[PROMPT]: Write out word for word the stretch of the card-shuffling post from "Cool video, but" through "to play anymore.".

[ARTICLE]:
= = = = = = =

Cool video, but I have an easier method for random shuffle. Throw the cards around and play 52 card pickup. By the time you are done, you can give it a quick shuffle and have it be random, and also not want to play anymore.
Even better: Get 2 pads of paper, a pen, a coin, and a lot of counter space. Lay all 52 cards out in a long line in sequence. Place the coin above the first card. Pick an arbitrary number between 0 and 65535 and write it down on the pad. Let's call it S. If you are having a hard time choosing a random number, try flipping a coin 16 times, double the value for every flip and add it to your total if it is heads, starting with 1 as the adder and 0 as the total. So if you get HTTHHHTTTTTTHHTT that would be 1 + 8 + 16 + 32 + ... = 12345. Now on the other pad of paper, compute S * 13861 + 12345 (so 12345 * 13861 + 12345 in this case), and then perform long division: that number / 65536. The remainder is your result. If you are a filthy casual, you can repeatedly subtract 65536 on a calculator until you get a number less than 65536. 11894 is the result in this case. Write that number down on the first pad under the first number. How many times have you moved the coin so far? Compute 52 - that number. In this case, you've moved the coin zero times, so you get 52. Now take the number that you just wrote down, 11894, and long divide it by 52 to get the remainder (or subtract 52 from it until you get a number less than 52 if you are of weak constitution). You get 38. Starting from the first card (where the coin is), count moving your finger to the right until you reach that number and swap the card your finger lands on with the card the coin is on (if you counted 0 then leave the card where it is). In this case, you'll be swapping the first card with the 39th card, as it is 38 cards to the right of the first card. Advance the coin one card to the right. Now repeat the steps: take the number you wrote on the pad, which we're calling S, compute S * 13861 + 12345, divide by 65536 and write the remainder down. You've moved the coin once, so 52 - 1 = 51, and you'll divide the remainder you just wrote down by 51 and get the remainder. Starting from the coin and going right, count until you reach that number, swap the cards, and advance the coin. Repeat this until you have advanced the coin to the final card.

= = = = = = =

[PROVIDED INFORMATION]:
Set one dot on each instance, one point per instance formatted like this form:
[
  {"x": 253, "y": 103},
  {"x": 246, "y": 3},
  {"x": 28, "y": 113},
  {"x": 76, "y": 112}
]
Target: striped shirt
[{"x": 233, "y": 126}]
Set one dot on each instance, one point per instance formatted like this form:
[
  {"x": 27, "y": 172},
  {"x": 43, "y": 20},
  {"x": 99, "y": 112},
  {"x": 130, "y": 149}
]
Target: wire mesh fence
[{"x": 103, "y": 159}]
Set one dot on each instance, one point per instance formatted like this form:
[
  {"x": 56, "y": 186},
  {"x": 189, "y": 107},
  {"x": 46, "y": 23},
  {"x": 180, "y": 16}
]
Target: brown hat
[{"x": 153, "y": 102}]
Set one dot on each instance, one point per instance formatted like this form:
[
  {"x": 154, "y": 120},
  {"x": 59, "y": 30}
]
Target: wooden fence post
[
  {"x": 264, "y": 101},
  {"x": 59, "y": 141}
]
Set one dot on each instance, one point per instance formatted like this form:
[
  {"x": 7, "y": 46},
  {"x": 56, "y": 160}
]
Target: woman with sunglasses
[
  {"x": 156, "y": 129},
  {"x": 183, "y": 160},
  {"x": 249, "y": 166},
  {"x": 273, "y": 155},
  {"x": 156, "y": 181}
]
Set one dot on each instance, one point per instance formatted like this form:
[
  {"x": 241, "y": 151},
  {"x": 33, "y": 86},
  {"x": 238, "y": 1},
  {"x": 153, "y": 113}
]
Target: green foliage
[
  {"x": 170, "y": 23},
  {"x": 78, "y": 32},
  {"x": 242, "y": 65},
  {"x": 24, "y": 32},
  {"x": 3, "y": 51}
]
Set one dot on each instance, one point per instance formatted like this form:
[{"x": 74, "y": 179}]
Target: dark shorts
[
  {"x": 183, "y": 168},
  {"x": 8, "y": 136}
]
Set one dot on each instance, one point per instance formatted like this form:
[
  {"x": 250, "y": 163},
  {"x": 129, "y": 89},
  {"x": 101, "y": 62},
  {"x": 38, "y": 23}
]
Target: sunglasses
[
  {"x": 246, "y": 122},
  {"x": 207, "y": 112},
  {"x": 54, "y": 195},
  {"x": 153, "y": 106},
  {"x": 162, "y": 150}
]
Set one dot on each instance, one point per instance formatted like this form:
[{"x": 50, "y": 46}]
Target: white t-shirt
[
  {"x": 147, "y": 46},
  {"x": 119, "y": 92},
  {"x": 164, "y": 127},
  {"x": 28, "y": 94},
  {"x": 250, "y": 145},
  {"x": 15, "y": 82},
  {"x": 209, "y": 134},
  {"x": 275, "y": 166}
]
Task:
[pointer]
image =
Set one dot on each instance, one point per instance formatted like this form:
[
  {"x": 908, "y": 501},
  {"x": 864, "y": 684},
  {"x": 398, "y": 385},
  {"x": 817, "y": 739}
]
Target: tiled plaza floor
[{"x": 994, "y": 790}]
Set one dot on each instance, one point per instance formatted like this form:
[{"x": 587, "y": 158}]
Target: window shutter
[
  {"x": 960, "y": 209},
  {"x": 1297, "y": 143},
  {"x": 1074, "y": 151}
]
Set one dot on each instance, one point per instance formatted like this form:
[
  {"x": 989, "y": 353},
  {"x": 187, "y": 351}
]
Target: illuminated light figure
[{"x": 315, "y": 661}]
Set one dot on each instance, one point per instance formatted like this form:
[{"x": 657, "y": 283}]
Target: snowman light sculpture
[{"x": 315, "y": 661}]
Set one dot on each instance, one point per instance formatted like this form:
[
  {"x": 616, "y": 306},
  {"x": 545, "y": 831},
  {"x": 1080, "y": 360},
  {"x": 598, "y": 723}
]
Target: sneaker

= = = = = = =

[EXERCISE RESULT]:
Cool video, but I have an easier method for random shuffle. Throw the cards around and play 52 card pickup. By the time you are done, you can give it a quick shuffle and have it be random, and also not want to play anymore.